---------- RECORDED INFORMATION ----------

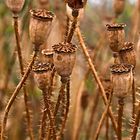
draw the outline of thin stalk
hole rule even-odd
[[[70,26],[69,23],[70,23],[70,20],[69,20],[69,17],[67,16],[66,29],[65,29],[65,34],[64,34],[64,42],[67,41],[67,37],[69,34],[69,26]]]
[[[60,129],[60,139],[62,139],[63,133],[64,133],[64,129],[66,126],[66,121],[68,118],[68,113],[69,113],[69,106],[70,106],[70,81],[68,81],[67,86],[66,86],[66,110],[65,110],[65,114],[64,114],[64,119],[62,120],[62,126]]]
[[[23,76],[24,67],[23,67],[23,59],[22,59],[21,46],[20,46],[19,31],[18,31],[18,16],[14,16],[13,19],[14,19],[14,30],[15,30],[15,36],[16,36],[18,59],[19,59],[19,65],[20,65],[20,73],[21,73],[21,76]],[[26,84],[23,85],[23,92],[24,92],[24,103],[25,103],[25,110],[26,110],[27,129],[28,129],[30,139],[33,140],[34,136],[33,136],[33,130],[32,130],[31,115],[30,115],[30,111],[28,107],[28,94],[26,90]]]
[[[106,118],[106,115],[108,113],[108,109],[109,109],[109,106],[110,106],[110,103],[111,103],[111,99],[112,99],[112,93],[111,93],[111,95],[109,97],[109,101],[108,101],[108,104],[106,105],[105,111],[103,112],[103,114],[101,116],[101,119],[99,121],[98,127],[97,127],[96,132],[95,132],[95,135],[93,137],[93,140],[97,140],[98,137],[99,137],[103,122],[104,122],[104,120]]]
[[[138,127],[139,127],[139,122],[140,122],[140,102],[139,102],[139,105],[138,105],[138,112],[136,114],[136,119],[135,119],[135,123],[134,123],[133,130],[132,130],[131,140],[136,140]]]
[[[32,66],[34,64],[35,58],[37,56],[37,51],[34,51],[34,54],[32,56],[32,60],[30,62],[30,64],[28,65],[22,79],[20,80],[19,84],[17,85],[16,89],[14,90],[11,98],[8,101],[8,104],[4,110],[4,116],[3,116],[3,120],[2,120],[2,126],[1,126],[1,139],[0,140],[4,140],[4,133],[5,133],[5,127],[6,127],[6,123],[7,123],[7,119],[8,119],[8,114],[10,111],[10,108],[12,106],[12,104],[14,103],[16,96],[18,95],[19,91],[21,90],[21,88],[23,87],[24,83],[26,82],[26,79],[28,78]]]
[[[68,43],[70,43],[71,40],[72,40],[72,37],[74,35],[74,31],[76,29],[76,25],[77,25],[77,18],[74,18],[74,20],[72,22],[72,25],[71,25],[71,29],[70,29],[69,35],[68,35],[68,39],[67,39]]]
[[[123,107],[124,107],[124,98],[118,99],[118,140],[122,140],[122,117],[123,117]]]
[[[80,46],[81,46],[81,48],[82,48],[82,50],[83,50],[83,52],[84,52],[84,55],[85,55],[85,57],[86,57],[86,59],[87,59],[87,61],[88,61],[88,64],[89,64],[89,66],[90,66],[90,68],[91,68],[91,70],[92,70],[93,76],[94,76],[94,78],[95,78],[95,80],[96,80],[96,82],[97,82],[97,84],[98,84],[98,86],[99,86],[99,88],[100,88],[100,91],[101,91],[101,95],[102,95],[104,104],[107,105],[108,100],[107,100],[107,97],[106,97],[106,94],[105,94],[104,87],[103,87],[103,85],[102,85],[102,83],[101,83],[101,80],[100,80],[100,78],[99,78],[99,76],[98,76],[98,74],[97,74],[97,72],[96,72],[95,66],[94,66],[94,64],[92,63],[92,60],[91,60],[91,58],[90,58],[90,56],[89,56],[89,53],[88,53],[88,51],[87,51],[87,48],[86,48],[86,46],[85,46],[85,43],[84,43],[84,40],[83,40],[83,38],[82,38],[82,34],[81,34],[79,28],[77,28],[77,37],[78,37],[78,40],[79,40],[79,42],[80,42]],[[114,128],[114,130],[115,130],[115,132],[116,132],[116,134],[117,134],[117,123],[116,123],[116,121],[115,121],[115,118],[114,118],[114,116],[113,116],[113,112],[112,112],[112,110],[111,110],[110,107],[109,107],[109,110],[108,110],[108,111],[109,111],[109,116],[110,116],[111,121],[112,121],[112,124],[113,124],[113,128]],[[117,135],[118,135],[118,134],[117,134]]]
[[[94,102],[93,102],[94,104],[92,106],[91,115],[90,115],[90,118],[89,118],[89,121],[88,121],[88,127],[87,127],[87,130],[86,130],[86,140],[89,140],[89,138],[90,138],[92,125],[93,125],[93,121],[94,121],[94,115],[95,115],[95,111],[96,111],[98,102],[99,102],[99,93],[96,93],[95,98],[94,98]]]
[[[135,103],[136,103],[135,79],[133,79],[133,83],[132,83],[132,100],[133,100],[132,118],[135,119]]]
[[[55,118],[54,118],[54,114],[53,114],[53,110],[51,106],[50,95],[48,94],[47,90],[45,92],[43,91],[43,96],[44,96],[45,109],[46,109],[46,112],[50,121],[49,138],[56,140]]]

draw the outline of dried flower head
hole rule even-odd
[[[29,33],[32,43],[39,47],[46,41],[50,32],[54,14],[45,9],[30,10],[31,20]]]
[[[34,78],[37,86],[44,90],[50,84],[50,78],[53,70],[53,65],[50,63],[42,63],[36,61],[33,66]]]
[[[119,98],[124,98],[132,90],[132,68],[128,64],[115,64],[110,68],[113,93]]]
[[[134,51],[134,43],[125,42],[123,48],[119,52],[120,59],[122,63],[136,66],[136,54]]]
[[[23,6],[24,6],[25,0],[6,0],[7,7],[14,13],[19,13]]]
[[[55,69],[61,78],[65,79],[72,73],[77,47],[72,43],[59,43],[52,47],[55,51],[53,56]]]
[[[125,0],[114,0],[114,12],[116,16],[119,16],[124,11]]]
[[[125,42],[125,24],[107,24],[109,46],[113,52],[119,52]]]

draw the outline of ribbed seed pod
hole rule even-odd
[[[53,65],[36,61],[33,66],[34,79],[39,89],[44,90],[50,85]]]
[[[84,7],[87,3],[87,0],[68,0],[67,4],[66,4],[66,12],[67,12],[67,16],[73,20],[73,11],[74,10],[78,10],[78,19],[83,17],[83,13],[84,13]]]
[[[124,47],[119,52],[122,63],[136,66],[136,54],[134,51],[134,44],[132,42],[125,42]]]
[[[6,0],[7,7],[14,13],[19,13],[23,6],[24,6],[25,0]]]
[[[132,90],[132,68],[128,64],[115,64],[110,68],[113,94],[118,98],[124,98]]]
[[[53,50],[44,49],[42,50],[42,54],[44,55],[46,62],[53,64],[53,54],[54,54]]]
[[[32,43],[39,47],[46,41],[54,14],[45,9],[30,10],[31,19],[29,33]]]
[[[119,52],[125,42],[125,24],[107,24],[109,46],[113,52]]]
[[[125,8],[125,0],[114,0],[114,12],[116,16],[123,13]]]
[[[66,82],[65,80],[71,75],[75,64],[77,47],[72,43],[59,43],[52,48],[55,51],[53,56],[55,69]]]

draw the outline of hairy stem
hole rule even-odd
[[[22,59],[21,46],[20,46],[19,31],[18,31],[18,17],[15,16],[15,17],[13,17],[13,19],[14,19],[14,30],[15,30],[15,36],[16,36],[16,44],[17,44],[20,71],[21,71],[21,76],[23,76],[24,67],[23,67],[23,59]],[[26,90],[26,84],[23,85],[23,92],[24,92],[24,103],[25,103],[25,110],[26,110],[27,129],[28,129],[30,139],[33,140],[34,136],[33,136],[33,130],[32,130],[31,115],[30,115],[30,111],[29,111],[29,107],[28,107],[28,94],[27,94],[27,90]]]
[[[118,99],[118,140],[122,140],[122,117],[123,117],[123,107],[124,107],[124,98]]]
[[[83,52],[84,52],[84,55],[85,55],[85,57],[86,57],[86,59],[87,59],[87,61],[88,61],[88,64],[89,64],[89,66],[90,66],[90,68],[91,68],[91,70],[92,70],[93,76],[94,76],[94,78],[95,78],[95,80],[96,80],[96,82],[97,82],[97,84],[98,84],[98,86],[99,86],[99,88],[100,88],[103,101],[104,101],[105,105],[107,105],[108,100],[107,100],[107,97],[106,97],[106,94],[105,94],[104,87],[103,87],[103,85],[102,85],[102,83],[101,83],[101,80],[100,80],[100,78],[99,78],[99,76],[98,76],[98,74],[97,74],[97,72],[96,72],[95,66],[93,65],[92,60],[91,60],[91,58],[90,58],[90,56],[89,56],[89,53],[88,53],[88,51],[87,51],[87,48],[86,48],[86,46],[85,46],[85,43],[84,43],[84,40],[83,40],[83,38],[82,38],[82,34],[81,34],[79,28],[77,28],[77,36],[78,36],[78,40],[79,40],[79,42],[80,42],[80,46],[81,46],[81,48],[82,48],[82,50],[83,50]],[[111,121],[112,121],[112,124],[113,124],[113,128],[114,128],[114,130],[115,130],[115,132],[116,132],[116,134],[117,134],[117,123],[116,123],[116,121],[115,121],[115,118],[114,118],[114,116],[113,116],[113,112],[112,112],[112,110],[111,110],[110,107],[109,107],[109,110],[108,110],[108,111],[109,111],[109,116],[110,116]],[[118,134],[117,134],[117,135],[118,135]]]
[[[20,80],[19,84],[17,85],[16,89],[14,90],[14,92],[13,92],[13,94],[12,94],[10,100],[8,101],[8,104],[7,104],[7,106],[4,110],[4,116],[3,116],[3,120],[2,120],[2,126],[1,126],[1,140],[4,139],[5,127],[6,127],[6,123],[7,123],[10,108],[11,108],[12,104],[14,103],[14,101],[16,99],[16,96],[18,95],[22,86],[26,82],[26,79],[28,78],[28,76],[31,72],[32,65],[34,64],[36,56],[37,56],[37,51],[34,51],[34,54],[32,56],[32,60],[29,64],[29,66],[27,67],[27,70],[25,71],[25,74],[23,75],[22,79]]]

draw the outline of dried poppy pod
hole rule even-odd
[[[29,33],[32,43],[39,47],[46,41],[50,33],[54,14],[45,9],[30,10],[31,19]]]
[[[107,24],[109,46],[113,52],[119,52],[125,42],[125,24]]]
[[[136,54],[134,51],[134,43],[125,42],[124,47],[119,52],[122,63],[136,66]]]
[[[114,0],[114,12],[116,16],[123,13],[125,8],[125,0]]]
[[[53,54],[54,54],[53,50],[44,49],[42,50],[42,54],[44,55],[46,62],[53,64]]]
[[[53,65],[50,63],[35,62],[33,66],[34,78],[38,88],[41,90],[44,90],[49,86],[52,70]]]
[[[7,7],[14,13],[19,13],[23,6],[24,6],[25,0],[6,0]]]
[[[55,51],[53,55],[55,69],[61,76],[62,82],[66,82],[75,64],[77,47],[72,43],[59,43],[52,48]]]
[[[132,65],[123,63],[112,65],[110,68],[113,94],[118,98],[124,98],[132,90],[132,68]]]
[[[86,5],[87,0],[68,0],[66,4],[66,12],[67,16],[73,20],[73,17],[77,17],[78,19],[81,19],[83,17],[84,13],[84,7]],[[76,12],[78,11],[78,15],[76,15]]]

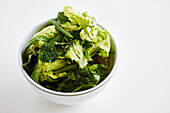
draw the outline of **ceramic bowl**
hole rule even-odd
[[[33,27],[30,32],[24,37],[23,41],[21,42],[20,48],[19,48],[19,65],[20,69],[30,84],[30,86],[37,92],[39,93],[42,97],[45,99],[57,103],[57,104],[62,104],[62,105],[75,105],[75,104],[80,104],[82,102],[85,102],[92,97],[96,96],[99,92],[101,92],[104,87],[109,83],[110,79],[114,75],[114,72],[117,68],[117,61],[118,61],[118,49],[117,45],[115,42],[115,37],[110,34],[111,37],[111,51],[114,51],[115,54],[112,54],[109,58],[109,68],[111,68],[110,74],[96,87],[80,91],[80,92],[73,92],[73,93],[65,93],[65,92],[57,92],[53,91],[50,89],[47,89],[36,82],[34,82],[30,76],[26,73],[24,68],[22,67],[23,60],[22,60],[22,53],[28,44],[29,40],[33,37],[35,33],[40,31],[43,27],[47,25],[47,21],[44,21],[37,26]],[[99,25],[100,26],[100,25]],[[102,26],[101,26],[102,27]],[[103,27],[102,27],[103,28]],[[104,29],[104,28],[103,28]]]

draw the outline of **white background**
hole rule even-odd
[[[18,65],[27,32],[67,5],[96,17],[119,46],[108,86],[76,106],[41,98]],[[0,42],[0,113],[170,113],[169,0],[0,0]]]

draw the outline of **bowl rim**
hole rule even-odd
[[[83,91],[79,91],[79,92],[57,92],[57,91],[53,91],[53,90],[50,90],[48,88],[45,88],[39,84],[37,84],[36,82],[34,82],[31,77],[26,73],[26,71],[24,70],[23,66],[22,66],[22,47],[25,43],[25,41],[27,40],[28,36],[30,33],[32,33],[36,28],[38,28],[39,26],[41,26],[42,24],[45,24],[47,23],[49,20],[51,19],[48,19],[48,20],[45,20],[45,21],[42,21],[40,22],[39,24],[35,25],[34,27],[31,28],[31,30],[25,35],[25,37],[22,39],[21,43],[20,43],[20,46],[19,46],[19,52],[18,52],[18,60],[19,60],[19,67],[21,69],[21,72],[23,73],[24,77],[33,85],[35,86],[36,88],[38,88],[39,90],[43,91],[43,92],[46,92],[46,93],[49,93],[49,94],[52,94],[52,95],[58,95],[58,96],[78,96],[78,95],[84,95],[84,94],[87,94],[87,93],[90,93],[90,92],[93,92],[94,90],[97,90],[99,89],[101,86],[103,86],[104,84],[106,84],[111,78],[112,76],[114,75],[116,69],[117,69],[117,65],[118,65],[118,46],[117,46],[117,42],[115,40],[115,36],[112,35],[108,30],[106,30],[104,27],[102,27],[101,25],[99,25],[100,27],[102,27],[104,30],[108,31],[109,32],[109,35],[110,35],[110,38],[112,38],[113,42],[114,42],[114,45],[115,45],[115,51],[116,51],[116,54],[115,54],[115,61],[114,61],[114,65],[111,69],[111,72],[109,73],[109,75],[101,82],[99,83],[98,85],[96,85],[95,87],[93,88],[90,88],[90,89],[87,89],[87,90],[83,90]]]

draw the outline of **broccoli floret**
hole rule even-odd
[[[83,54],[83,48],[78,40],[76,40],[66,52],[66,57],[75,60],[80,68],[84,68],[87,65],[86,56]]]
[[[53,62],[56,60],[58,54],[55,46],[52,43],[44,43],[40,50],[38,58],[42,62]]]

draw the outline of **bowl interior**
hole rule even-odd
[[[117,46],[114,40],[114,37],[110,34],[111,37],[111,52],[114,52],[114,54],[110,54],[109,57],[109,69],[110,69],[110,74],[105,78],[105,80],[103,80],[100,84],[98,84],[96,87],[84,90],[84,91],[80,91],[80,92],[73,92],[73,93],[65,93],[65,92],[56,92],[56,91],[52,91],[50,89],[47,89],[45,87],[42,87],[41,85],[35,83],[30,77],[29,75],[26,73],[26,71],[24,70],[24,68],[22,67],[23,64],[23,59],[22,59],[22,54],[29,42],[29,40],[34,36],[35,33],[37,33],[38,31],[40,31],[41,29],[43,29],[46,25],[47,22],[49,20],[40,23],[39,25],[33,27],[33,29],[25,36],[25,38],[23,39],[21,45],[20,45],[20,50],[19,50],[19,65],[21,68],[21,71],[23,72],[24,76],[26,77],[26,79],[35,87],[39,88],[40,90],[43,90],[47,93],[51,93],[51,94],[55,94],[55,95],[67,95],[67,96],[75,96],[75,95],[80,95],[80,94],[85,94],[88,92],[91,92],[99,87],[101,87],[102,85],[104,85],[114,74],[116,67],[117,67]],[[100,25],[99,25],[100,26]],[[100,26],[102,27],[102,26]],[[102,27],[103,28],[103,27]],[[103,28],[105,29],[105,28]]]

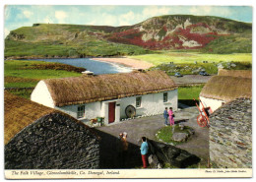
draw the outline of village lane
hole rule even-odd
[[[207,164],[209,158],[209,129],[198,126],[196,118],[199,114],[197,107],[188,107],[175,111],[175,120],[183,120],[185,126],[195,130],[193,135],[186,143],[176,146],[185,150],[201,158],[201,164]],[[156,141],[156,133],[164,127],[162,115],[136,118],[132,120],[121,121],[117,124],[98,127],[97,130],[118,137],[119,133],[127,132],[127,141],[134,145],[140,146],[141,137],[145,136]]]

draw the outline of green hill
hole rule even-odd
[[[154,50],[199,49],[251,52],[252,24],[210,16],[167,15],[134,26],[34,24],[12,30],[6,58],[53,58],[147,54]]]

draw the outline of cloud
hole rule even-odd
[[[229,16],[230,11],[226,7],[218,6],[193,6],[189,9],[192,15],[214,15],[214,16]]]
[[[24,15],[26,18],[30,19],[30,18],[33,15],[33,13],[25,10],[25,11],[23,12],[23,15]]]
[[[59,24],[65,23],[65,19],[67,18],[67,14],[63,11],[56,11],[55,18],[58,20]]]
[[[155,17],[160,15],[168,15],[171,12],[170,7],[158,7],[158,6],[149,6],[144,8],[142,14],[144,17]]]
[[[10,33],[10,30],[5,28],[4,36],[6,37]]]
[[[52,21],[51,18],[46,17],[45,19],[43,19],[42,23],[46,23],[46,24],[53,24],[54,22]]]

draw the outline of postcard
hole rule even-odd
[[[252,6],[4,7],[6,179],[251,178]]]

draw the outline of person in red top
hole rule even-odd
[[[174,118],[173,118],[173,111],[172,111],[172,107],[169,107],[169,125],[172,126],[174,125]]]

----------

Retype the lines starting with the line that contains "draw the outline of cloud" and going on through the end of the records, with both ends included.

**THE OUTPUT:**
draw the outline of cloud
hole rule even-odd
[[[229,16],[230,11],[226,7],[218,6],[193,6],[189,9],[192,15],[214,15],[214,16]]]
[[[24,15],[26,18],[30,19],[30,18],[33,15],[33,13],[25,10],[25,11],[23,12],[23,15]]]
[[[59,24],[65,23],[65,19],[67,18],[67,14],[63,11],[56,11],[55,18],[58,20]]]
[[[155,17],[160,15],[168,15],[171,12],[170,7],[158,7],[158,6],[149,6],[144,8],[142,14],[144,17]]]
[[[10,33],[10,30],[5,28],[4,36],[6,37]]]
[[[52,21],[51,18],[46,17],[45,19],[43,19],[42,23],[46,23],[46,24],[53,24],[54,22]]]

draw the outline of postcard
hole rule even-odd
[[[252,6],[4,7],[6,179],[251,178]]]

draw the outline of person in red top
hole rule even-odd
[[[174,118],[173,118],[173,111],[172,111],[172,107],[169,107],[169,125],[172,126],[174,125]]]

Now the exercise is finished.